* [Problem description]
Lines from the one containing "the wooden table." through the last line of the data are to be repeated word for word, both ends included.

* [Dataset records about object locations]

################

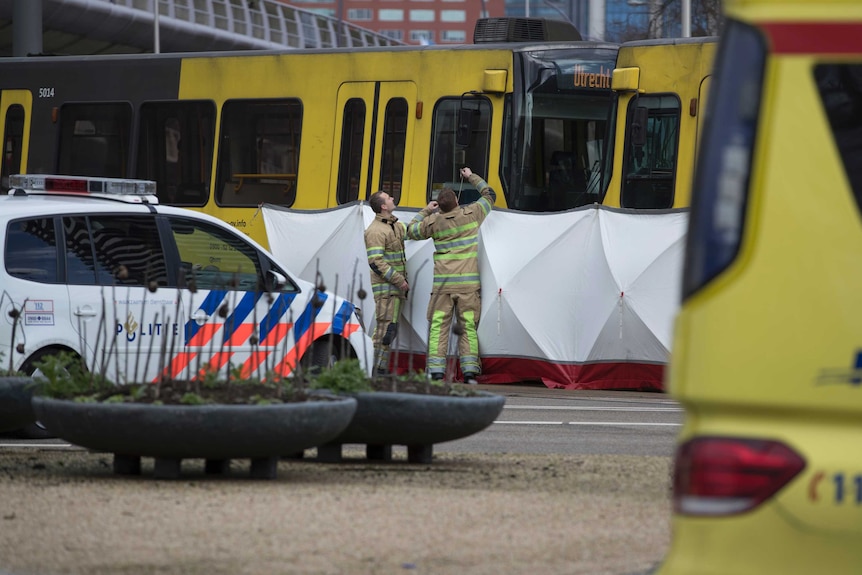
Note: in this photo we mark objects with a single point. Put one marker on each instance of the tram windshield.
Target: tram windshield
(560, 125)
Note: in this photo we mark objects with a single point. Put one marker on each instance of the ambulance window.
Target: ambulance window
(650, 168)
(840, 87)
(31, 250)
(213, 258)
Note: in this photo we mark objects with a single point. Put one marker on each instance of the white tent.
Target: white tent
(579, 299)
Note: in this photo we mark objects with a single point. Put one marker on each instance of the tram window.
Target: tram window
(175, 147)
(650, 170)
(94, 139)
(840, 88)
(13, 141)
(447, 158)
(259, 152)
(394, 140)
(562, 150)
(350, 161)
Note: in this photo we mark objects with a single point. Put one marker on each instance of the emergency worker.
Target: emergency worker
(456, 289)
(384, 244)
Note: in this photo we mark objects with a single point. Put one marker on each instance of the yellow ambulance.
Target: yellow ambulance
(767, 353)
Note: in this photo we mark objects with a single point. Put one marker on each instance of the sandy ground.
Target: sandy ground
(64, 511)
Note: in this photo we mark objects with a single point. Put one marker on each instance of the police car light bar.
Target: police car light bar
(134, 191)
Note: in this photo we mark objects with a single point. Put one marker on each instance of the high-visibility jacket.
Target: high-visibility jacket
(456, 240)
(384, 244)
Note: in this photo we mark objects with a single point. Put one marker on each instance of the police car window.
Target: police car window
(213, 258)
(111, 250)
(31, 250)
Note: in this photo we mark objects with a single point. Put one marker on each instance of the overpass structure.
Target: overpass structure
(78, 27)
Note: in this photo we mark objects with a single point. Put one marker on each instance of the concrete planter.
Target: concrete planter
(418, 421)
(15, 408)
(216, 433)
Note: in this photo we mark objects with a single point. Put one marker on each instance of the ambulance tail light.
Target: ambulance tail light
(716, 476)
(129, 190)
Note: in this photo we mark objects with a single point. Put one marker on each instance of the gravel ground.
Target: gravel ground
(65, 512)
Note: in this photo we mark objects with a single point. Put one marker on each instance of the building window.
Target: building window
(393, 34)
(359, 14)
(422, 15)
(390, 15)
(455, 36)
(453, 16)
(424, 36)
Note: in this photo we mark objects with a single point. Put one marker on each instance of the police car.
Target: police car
(141, 291)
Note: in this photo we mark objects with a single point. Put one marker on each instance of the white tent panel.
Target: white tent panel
(588, 285)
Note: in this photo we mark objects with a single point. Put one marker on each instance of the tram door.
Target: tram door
(373, 146)
(15, 111)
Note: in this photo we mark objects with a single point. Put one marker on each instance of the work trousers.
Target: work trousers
(388, 308)
(441, 309)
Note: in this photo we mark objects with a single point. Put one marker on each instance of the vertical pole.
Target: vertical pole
(686, 18)
(26, 27)
(156, 42)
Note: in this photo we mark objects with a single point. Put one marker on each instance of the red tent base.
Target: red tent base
(501, 370)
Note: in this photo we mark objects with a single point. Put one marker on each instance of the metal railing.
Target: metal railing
(264, 23)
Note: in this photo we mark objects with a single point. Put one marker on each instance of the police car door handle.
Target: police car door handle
(200, 317)
(85, 311)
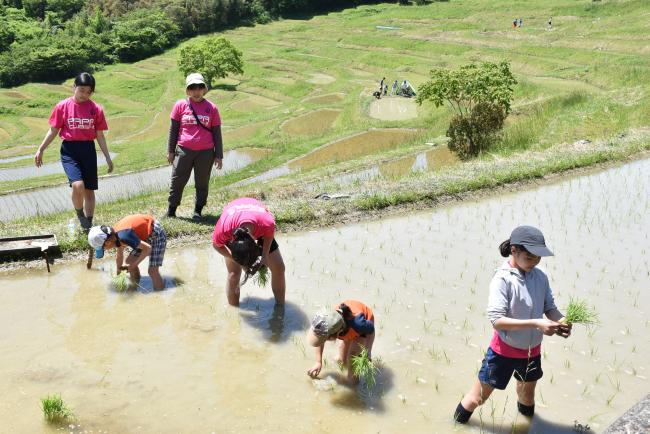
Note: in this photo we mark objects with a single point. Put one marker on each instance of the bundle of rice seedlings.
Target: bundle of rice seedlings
(579, 312)
(55, 410)
(120, 282)
(364, 369)
(261, 278)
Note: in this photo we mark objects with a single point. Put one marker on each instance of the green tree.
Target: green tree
(7, 35)
(480, 96)
(214, 57)
(143, 33)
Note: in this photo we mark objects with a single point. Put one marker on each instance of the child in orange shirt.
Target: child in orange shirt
(353, 323)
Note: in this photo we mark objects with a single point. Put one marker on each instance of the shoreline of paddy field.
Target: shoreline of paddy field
(295, 211)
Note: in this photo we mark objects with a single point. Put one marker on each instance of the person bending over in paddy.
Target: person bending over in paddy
(79, 121)
(245, 236)
(520, 295)
(194, 143)
(353, 323)
(143, 234)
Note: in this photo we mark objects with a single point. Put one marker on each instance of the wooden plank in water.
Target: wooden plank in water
(26, 247)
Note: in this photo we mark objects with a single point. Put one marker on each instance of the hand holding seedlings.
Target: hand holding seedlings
(143, 234)
(245, 236)
(353, 323)
(579, 312)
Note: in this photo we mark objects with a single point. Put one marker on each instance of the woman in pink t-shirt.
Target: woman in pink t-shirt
(244, 235)
(194, 143)
(79, 121)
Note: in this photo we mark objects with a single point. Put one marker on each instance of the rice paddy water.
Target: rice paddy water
(180, 360)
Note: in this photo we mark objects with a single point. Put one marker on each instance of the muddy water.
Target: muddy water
(353, 147)
(438, 157)
(340, 150)
(325, 99)
(181, 361)
(316, 122)
(393, 109)
(53, 199)
(32, 171)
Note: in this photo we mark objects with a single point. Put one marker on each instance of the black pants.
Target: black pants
(187, 160)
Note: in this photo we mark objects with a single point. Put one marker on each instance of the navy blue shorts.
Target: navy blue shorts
(497, 370)
(79, 160)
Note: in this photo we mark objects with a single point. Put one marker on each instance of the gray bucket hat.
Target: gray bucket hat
(532, 239)
(323, 326)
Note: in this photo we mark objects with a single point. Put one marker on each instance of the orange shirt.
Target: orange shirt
(142, 225)
(357, 308)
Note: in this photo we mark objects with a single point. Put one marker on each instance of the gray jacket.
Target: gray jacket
(519, 295)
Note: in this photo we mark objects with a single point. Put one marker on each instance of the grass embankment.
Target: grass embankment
(584, 79)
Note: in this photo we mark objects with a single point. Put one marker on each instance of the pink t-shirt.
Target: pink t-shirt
(503, 349)
(241, 211)
(78, 121)
(191, 135)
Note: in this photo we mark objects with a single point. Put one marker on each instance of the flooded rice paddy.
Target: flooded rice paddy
(393, 109)
(312, 123)
(179, 360)
(439, 156)
(111, 188)
(352, 147)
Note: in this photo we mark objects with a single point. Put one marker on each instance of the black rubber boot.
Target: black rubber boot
(171, 212)
(197, 213)
(461, 415)
(526, 410)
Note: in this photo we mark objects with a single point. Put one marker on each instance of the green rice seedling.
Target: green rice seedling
(55, 410)
(579, 312)
(261, 278)
(363, 368)
(120, 282)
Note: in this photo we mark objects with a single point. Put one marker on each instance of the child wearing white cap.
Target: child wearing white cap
(143, 234)
(520, 297)
(353, 323)
(194, 144)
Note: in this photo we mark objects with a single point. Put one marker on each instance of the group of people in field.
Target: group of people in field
(404, 89)
(521, 307)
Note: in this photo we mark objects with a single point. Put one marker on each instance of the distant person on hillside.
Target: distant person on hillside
(79, 121)
(143, 234)
(245, 236)
(353, 323)
(194, 143)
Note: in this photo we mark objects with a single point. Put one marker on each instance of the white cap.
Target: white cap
(194, 78)
(96, 237)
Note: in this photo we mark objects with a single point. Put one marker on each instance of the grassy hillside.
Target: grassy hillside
(586, 78)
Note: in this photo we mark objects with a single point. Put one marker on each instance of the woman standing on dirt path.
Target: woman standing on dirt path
(245, 236)
(194, 143)
(520, 296)
(79, 121)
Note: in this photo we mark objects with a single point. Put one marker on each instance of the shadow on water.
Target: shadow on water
(523, 425)
(276, 322)
(145, 286)
(358, 397)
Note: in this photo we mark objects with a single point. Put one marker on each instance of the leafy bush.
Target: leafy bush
(480, 96)
(469, 136)
(213, 57)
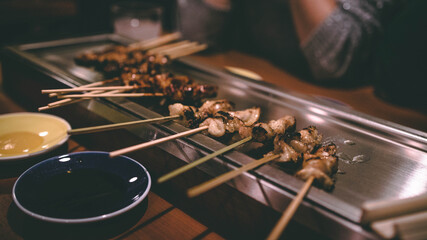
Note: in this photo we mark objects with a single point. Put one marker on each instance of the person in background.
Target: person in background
(328, 42)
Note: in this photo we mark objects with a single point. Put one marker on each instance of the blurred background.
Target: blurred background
(38, 20)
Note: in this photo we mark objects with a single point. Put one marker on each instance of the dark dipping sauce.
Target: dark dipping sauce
(81, 193)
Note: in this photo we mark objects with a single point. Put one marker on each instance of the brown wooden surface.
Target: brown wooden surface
(159, 220)
(361, 99)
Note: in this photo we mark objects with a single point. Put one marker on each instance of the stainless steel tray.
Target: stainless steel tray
(378, 159)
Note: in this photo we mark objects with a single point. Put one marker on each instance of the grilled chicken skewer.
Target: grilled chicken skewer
(319, 167)
(304, 141)
(249, 131)
(209, 107)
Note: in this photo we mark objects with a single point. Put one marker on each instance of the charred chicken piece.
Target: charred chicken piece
(322, 164)
(225, 123)
(291, 146)
(249, 116)
(263, 132)
(193, 116)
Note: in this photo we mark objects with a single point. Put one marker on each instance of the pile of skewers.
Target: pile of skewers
(315, 163)
(140, 68)
(137, 70)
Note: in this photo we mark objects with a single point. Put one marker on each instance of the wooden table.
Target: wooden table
(154, 219)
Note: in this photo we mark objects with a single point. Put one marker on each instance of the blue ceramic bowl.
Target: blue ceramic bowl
(81, 187)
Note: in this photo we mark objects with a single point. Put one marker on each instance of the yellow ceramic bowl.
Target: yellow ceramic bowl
(26, 134)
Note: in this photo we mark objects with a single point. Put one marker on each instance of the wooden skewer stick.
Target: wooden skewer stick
(183, 47)
(68, 101)
(157, 141)
(119, 125)
(167, 47)
(191, 165)
(290, 211)
(81, 89)
(152, 43)
(188, 51)
(201, 188)
(112, 95)
(94, 84)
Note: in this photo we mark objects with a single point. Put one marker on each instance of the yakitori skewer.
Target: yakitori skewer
(199, 189)
(290, 211)
(67, 101)
(119, 125)
(152, 43)
(157, 141)
(88, 95)
(250, 130)
(82, 89)
(186, 112)
(287, 148)
(319, 167)
(191, 165)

################

* [Output]
Note: in this photo we mark objects with a single point. Put one marker on each instance of the wooden table.
Target: wooden table
(154, 219)
Note: in this photo we mark objects with a single point. Put one marker on each instance of the blue ceramic bowl.
Target: blue ceramic bowl
(81, 187)
Note: in this photo we mark objects with a single point. Put one marker on each instance of the yellow ceramic bowl.
Target: yellow ceramic bowl
(26, 134)
Note: in this photo we mark objects with a single point. Put one marker on each instance of the wooden skewer stick.
Target: wooden skewer stick
(183, 47)
(68, 101)
(157, 141)
(119, 125)
(167, 47)
(191, 165)
(290, 211)
(81, 89)
(152, 43)
(188, 51)
(201, 188)
(112, 95)
(94, 84)
Note: in this photo we mark objects with a single point. Put one marker on each instance of the yakitori skewer.
Target: yakitori skewer
(199, 189)
(290, 211)
(67, 101)
(119, 125)
(152, 43)
(157, 141)
(88, 95)
(250, 130)
(82, 89)
(186, 112)
(287, 148)
(319, 167)
(191, 165)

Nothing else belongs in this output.